* Soal Latihan A *
Salin persis teks tentang Pulau Enggano, mulai dari "Material Galian C" terus ke bawah sampai "menggunakan bahan ilegal.".

* Bagian Teks *
============================================================

KARYANASIONAL – Pulau Enggano, salah satu pulau terluar Indonesia terletak di Samudera Hindia. Daratan seluas 397,2 km2 ini adalah kecamatan di wilayah Pemerintah Kabupaten Bengkulu Utara Provinsi Bengkulu.
Saat ini di Pulau Enggano tengah berjalan Program Strategis Nasional yakni Pembangunan infrastruktur jalan 32 KM, 7 jembatan dan Dermaga Malakoni dan Kahyapu.Pembangunan menggunakan anggaran APBN sebesar 174 miliar rupiah dan dikerjakan oleh Balai Pelaksanaan Jalan Nasional (BPJN) Bengkulu.
Dalam pelaksanaannya tentunya akan menggunakan material dari Pulau Enggano khususnya material alam Galian C seperti batuan gamping dan tanah uruk.
Pelaksana kegiatan dan penyuplai bahan galian C tersebut, harus memiliki perijinan sesuai UU No. 3 Tahun 2020 Tentang perubahan UU No. 4 Tahun 2009 Tentang Pertambangan Mineral Dan Batubara.
Namun yang terjadi di Pulau Enggano justru sebaliknya, pelaksana kegiatan pembangunan pelabuhan, jalan dan jembatan yang Sedang berlangsung saat ini, diduga tidak memiliki izin penambangan Galian C.
Material Galian C ilegal tersebut, terus digunakan pelaksana kegiatan di lapangan, tanpa memperhatikan asal muasal barang tersebut. Hal ini tentunya melanggar Undang-Undang karena menggunakan bahan ilegal.
Kondisi ini mendapat sorotan dari sejumlah masyarakat dan pemerhati lingkungan di Bengkulu.
“Galiannya saja illegal tanpa izin yang jelas, hal ini bisa merusak lingkungan dan membahayakan kepulauan enggano sebagai penyangga bahaya Tsunami,” ujar sumber yang enggan disebutkan identitasnya.

============================================================

* Catatan yang Diberikan *
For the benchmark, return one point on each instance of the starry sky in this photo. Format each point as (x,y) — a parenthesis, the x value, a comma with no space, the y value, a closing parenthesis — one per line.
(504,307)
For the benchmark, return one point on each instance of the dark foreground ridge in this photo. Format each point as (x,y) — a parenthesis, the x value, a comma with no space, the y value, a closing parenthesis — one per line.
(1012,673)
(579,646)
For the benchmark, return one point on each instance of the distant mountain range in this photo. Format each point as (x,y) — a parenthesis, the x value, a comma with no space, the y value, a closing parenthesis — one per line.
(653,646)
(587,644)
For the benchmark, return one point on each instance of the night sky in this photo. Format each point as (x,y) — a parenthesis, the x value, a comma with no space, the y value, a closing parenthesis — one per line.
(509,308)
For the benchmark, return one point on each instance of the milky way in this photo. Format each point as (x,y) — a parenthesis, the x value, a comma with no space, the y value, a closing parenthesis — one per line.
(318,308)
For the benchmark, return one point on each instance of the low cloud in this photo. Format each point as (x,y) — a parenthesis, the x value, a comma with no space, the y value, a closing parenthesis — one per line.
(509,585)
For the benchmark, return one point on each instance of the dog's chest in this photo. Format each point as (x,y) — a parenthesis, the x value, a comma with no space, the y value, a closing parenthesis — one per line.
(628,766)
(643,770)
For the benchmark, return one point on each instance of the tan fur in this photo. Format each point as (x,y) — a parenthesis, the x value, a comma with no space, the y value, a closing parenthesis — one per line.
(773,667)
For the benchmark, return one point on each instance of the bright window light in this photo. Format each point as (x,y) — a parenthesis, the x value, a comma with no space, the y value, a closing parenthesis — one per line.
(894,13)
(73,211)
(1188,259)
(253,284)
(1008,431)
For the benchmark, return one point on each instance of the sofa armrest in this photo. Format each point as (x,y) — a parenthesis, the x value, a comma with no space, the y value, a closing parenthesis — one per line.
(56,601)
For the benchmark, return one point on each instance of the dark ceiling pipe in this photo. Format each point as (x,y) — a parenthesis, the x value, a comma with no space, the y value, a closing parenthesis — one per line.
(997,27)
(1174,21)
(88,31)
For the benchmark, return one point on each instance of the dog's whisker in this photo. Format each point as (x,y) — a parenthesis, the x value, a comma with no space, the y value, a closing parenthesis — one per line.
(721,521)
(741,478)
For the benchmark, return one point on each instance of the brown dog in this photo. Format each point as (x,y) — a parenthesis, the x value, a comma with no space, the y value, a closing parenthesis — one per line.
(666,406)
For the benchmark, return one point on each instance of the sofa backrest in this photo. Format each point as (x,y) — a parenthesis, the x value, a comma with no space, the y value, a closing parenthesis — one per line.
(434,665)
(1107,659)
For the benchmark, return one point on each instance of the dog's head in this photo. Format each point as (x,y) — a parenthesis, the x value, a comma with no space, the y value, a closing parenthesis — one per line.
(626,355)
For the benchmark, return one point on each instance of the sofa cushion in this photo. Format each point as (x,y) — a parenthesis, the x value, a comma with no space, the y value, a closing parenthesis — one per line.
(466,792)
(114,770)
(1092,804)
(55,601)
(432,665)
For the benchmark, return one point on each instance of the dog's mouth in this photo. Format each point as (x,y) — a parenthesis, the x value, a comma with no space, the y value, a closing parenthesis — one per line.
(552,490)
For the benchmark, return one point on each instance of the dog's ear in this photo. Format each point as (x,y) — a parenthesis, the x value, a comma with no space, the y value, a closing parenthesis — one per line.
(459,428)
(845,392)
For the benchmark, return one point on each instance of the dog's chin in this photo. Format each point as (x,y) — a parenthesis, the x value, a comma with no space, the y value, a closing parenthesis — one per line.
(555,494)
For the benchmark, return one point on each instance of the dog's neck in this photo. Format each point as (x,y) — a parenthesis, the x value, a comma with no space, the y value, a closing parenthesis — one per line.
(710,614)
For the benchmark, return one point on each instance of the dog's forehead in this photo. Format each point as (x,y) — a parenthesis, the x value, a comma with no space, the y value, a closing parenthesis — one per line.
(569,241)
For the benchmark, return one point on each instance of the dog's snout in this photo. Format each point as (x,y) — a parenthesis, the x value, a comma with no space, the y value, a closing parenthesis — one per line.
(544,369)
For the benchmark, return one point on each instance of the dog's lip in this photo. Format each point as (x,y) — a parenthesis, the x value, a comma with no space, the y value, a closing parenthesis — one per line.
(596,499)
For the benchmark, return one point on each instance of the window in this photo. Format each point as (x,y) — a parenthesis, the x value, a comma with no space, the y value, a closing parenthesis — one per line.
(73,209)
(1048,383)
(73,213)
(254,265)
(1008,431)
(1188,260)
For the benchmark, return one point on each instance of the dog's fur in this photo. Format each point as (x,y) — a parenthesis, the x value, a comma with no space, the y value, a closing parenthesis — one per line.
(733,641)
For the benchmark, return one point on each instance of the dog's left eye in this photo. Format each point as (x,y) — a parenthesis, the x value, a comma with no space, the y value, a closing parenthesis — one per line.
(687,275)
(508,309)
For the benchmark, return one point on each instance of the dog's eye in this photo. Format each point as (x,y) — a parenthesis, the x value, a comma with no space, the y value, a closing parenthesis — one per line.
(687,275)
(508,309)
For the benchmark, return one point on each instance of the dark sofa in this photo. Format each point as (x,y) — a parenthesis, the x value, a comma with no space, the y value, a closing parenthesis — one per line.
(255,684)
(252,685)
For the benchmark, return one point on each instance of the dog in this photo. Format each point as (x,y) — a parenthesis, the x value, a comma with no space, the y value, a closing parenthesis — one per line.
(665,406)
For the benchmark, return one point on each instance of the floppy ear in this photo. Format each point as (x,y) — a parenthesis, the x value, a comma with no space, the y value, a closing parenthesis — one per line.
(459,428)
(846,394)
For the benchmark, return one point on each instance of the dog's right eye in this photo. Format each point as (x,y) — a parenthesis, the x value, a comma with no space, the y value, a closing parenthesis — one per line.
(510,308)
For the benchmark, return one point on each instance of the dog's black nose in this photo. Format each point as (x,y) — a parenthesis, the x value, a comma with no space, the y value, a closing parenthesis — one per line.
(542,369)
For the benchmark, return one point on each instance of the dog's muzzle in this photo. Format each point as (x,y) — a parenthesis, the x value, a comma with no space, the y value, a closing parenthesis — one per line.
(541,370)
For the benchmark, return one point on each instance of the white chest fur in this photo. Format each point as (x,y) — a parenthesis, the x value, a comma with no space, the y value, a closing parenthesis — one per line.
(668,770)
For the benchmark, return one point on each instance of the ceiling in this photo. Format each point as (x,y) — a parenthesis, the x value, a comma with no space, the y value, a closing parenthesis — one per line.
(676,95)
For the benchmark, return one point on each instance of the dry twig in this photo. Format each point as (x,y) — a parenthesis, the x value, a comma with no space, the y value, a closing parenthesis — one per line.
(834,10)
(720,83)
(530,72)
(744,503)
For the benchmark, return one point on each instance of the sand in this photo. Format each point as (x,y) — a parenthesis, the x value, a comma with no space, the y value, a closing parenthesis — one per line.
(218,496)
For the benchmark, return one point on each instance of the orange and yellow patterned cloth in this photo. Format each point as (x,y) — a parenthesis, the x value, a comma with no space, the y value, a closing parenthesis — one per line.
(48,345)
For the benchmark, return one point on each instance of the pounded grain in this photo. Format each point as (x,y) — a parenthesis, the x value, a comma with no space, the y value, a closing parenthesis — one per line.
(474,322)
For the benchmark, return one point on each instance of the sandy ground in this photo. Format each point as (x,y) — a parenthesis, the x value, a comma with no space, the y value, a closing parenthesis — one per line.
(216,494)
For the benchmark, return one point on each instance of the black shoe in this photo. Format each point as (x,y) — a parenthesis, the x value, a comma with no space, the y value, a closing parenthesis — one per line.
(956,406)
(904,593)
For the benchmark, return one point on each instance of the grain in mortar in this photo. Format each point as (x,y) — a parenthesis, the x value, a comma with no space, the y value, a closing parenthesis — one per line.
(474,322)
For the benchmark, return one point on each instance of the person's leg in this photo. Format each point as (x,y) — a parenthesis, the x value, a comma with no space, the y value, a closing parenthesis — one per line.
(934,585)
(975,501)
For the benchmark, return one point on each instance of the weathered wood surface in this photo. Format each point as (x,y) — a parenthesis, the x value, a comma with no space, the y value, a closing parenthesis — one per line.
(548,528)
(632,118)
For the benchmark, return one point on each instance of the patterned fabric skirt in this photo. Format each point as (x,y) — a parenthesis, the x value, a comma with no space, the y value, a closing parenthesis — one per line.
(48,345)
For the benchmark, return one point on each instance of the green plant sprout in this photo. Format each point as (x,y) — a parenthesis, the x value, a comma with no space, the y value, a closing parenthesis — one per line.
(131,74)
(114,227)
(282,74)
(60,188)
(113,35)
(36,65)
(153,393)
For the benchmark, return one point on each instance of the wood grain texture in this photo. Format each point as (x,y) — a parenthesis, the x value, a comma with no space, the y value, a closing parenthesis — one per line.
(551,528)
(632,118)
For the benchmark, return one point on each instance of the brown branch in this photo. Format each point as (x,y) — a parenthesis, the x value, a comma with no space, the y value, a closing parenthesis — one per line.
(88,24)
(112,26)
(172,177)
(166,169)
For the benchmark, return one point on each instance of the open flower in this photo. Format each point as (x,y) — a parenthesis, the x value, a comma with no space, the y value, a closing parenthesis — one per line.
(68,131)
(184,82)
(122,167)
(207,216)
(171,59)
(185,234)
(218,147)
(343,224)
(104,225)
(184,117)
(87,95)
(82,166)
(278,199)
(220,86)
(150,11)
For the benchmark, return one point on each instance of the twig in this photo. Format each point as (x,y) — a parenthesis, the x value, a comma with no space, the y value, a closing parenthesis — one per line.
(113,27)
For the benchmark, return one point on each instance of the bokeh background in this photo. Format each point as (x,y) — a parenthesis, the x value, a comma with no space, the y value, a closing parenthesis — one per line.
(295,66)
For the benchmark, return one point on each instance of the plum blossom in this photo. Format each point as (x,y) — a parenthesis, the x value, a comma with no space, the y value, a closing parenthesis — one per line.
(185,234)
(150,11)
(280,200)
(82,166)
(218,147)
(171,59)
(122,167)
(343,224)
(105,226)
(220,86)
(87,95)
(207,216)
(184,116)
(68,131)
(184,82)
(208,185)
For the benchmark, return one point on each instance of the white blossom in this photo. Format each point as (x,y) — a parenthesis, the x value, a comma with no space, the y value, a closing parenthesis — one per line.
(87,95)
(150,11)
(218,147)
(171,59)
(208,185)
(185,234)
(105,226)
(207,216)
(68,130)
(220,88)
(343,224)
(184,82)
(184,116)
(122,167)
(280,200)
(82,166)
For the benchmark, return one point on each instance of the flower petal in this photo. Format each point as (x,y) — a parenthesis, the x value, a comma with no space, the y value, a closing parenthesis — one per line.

============================================================

* Soal Latihan B *
Sebutkan jumlah baris catatan di atas yang memuat kata "sofa". Tulis angkanya saja.

* Jawaban Benar A *
Material Galian C ilegal tersebut, terus digunakan pelaksana kegiatan di lapangan, tanpa memperhatikan asal muasal barang tersebut. Hal ini tentunya melanggar Undang-Undang karena menggunakan bahan ilegal.

* Jawaban Benar B *
4